Rassemblez toutes les lignes des données ci-dessous qui contiennent le mot « slab », puis recopiez-les.

##### DONNÉES DE L'EXERCICE

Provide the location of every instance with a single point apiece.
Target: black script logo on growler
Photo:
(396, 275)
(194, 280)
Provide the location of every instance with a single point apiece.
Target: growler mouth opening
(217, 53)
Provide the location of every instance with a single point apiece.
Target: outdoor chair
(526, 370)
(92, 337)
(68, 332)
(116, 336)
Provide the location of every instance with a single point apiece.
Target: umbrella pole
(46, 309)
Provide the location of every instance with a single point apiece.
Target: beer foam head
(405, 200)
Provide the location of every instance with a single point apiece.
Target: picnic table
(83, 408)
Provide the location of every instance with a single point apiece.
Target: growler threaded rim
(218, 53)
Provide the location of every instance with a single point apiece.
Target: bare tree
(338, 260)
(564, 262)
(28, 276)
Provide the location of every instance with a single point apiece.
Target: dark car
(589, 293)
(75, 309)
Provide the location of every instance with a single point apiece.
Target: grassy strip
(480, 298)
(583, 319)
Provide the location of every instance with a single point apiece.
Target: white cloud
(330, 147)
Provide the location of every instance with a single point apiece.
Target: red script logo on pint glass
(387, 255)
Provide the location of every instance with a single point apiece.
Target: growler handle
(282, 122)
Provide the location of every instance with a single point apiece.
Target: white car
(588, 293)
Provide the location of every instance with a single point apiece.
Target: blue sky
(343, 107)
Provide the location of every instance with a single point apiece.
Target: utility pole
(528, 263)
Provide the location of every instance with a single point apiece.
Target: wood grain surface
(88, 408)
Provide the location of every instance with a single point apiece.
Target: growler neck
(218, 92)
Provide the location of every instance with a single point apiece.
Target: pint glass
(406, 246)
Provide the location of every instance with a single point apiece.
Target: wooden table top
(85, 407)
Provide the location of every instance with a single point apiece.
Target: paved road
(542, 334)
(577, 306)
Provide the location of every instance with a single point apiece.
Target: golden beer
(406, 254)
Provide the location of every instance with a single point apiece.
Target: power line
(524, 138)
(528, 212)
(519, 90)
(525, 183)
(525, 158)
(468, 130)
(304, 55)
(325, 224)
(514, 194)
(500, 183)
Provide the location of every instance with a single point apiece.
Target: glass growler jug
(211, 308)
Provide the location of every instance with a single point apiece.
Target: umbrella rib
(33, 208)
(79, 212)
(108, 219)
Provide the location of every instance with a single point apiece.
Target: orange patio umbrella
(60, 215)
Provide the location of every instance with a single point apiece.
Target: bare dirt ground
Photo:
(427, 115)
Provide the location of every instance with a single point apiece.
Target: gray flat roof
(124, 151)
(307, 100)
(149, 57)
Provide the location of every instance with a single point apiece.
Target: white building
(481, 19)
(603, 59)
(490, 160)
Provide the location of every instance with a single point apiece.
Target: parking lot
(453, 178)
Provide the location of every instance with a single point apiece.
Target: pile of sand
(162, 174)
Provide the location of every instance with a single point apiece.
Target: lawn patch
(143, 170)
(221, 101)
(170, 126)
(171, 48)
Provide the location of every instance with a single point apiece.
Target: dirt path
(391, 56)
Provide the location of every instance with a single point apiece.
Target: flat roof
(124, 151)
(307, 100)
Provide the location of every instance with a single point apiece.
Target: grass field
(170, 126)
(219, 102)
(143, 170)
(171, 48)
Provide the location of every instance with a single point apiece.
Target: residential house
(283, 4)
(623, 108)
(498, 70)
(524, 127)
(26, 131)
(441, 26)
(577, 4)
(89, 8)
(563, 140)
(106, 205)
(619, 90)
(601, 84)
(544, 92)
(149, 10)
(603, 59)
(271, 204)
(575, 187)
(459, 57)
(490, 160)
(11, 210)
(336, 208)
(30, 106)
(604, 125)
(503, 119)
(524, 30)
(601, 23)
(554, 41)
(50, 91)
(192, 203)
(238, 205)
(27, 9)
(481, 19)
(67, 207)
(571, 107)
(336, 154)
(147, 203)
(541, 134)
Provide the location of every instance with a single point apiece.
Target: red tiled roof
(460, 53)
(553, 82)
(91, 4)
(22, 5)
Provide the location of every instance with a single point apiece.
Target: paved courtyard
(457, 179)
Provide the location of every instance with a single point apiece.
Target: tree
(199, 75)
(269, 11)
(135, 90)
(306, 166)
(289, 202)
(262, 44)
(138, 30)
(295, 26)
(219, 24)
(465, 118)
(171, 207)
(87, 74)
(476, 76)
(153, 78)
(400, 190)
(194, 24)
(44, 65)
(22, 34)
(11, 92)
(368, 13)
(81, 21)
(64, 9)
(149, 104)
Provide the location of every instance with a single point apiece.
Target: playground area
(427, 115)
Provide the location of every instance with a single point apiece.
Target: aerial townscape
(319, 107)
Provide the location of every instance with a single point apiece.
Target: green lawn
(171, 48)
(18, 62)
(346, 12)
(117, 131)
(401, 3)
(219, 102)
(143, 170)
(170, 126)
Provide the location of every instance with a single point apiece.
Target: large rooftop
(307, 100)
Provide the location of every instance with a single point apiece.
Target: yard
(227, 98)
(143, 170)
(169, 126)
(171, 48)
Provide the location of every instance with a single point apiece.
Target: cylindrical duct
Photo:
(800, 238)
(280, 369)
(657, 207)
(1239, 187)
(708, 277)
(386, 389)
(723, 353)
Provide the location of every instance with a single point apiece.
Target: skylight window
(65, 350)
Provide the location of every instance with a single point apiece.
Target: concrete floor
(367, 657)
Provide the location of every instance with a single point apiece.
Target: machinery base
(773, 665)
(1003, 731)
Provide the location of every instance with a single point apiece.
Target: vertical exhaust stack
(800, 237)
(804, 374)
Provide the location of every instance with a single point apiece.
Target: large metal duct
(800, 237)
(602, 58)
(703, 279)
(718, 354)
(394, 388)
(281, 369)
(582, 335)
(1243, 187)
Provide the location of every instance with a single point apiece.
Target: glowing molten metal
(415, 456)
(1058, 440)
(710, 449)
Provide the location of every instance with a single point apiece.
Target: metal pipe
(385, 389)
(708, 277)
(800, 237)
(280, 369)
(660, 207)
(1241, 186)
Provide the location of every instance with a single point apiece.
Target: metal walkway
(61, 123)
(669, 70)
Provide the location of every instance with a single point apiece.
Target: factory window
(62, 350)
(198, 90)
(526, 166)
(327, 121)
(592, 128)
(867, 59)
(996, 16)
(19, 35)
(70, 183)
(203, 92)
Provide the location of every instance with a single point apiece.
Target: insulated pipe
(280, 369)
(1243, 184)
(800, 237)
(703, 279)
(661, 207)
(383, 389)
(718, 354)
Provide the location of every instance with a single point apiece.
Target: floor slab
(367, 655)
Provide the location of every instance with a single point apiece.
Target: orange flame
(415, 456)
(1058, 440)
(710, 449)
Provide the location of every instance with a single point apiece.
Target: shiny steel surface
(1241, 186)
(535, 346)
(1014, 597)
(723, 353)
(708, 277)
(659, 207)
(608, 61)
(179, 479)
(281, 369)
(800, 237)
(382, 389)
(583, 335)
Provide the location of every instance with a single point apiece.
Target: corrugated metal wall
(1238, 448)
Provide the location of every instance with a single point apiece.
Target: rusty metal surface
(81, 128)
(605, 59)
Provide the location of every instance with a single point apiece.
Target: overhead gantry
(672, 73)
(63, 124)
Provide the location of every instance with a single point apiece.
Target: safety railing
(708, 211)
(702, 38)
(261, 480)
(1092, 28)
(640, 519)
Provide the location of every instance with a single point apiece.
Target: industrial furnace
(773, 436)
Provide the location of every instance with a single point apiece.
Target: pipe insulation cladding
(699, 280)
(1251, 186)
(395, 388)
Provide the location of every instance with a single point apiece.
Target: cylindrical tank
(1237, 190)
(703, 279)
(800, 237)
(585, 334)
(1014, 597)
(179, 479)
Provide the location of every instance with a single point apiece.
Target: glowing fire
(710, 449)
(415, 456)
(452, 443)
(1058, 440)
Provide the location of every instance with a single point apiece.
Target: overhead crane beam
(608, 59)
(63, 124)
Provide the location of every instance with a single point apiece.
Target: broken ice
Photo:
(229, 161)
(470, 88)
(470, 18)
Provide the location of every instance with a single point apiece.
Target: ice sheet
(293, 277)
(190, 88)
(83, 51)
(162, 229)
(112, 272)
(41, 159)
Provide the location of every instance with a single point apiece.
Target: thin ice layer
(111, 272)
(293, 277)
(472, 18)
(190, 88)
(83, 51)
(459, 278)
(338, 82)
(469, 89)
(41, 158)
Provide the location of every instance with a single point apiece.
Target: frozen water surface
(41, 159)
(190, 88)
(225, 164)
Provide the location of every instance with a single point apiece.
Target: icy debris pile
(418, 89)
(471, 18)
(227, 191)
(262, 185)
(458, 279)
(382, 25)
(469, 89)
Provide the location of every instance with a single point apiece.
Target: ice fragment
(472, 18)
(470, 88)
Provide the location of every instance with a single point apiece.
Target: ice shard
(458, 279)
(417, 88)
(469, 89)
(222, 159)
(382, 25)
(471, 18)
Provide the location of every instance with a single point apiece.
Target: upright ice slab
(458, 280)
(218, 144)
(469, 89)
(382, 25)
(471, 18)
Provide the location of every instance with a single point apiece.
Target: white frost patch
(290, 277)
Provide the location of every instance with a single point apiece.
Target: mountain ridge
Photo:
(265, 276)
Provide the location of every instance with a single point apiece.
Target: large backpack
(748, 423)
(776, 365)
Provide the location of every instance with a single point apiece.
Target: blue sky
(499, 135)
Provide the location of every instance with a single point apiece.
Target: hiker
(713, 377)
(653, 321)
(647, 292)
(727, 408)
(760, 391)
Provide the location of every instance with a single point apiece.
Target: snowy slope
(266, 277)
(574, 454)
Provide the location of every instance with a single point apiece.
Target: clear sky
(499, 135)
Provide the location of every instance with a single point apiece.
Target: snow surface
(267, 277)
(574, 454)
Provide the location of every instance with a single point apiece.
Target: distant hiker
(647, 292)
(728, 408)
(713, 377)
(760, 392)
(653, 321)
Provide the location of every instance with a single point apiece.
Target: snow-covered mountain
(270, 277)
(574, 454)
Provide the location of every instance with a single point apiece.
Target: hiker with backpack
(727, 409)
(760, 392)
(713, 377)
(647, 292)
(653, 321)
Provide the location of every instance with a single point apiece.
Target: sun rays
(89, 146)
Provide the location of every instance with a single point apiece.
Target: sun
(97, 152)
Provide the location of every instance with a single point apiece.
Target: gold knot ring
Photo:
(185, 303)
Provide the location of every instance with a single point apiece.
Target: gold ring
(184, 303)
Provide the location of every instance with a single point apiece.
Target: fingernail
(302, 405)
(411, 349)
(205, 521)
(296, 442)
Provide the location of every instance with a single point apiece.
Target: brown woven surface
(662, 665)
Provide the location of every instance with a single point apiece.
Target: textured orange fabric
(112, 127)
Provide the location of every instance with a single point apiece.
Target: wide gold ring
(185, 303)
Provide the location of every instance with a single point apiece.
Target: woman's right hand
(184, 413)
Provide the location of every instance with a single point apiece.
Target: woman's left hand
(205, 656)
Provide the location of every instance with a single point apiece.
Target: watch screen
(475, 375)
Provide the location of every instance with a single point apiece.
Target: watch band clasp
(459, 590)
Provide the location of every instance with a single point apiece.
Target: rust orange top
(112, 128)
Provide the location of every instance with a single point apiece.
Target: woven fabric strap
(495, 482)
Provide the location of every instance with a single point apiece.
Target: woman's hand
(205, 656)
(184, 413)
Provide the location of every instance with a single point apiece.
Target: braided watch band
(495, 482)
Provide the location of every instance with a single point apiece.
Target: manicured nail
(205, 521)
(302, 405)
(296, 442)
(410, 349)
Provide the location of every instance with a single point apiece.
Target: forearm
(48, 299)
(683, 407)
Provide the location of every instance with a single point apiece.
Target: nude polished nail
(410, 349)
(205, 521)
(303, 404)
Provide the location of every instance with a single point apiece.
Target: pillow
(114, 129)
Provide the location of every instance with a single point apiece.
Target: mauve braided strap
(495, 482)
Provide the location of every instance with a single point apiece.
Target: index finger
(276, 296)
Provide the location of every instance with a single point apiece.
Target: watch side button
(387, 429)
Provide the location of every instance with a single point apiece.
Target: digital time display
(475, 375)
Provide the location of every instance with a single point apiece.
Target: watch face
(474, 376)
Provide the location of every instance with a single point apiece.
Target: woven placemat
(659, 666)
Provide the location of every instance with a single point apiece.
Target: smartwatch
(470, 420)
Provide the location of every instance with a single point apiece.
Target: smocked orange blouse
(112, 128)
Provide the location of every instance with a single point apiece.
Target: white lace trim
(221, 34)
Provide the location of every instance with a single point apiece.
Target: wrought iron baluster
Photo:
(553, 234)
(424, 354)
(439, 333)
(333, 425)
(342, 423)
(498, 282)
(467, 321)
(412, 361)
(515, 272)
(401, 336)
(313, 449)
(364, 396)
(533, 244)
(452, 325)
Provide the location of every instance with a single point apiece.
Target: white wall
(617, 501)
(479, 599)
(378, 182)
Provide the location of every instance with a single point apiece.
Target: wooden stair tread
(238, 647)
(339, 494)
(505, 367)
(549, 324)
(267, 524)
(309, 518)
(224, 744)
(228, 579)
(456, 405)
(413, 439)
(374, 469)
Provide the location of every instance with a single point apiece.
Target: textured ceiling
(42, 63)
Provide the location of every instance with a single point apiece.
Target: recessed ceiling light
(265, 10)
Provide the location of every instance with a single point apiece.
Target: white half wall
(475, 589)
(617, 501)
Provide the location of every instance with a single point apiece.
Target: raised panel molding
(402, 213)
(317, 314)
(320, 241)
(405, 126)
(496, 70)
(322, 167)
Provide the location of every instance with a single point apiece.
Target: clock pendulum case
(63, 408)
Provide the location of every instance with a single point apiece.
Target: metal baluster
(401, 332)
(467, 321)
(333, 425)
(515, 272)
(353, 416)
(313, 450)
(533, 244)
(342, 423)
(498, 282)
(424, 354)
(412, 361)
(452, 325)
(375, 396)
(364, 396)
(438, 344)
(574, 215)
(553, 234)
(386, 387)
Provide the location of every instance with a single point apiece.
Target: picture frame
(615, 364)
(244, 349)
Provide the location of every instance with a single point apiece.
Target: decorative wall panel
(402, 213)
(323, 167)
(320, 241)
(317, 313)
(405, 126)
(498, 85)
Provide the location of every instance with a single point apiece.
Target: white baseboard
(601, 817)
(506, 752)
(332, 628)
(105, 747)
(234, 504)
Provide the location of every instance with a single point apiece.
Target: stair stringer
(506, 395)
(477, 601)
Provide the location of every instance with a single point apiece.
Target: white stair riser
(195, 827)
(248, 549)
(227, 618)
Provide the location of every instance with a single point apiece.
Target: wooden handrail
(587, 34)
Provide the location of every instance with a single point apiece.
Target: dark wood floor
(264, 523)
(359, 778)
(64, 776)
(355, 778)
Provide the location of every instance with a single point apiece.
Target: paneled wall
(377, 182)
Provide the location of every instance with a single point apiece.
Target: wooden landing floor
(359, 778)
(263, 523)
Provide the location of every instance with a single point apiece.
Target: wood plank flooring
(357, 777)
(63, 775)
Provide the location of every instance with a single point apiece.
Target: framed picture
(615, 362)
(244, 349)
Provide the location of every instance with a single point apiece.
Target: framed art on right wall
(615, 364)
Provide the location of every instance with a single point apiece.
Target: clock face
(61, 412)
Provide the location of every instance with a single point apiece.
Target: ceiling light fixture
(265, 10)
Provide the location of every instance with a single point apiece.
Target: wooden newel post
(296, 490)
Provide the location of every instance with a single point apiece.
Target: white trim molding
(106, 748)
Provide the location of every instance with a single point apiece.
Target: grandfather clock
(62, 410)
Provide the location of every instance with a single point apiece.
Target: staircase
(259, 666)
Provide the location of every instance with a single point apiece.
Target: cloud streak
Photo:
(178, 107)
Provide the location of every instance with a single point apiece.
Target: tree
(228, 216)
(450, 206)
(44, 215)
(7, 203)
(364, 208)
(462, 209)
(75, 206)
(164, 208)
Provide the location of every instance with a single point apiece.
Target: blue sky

##########

▶ _RÉSULTAT_
Target: floor slab
Target: upright ice slab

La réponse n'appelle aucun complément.